Syndicalisme : mort ou métamorphose ?

"Le syndicalisme est mortel", Laurent Berger (CFDT). "Le syndicalisme n'est pas mortel, il est mourant" Laurent Escure (UNSA). Yalla ! La super pêche ! On va tous mourir. Donc on se dirige tout de suite vers les soins palliatifs ou on essaie d'explorer d'autres voies ?

L’ambiance est morose dans le syndicalisme fonction publique (j’ai ouï dire que ça n’est pas tellement mieux ailleurs…). Une nouvelle loi permet encore plus aux rectorats et à l’administration de faire sans nous. Mutations, promotions, on le pressentait : ça allait prendre du temps mais ils allaient bien finir par mettre au point un algorithme pour gérer tout ça. Une « RH de proximité » se met en place. Nos collègues pourront y faire appel, évitant ainsi de passer par « les syndicats ».

(Données issues d'une collection)
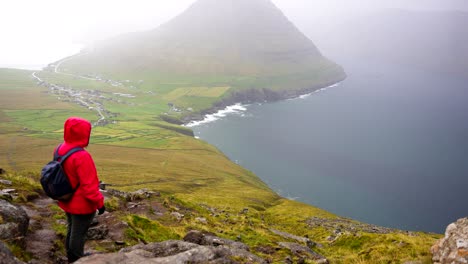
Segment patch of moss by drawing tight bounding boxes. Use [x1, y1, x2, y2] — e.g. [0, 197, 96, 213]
[104, 197, 120, 212]
[125, 215, 180, 243]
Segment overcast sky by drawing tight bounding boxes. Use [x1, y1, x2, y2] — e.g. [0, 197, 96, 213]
[0, 0, 468, 67]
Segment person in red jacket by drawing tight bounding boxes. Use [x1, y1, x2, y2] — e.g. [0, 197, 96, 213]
[58, 117, 105, 263]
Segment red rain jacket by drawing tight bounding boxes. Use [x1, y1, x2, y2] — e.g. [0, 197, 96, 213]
[59, 117, 104, 214]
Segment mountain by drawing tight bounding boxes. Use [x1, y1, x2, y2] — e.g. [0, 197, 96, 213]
[306, 9, 468, 76]
[61, 0, 345, 93]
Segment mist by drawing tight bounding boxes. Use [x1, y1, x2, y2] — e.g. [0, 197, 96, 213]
[0, 0, 468, 67]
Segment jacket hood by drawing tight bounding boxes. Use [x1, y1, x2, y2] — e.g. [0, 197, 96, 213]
[63, 117, 91, 148]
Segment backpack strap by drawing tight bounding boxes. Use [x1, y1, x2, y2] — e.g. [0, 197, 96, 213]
[60, 147, 84, 165]
[54, 144, 84, 192]
[54, 144, 84, 165]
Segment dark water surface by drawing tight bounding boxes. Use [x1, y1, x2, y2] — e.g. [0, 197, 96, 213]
[194, 60, 468, 233]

▶ Ce qu'il faut faire
• a. Dans le texte sur le syndicalisme, relevez tous les passages placés entre guillemets.
• b. D'après le texte sur le syndicalisme, que l'administration allait-elle finir par mettre au point pour gérer les mutations et les promotions ?
• c. Citez le passage du texte sur le syndicalisme qui commence par « Syndicalisme : mort » et se termine par « d'autres voies ? ».

▶ Réponses correctes
• a.
- "Le syndicalisme est mortel"
- "Le syndicalisme n'est pas mortel, il est mourant"
- « RH de proximité »
- « les syndicats »

• b. Un algorithme.

• c.
Syndicalisme : mort ou métamorphose ?

"Le syndicalisme est mortel", Laurent Berger (CFDT). "Le syndicalisme n'est pas mortel, il est mourant" Laurent Escure (UNSA). Yalla ! La super pêche ! On va tous mourir. Donc on se dirige tout de suite vers les soins palliatifs ou on essaie d'explorer d'autres voies ?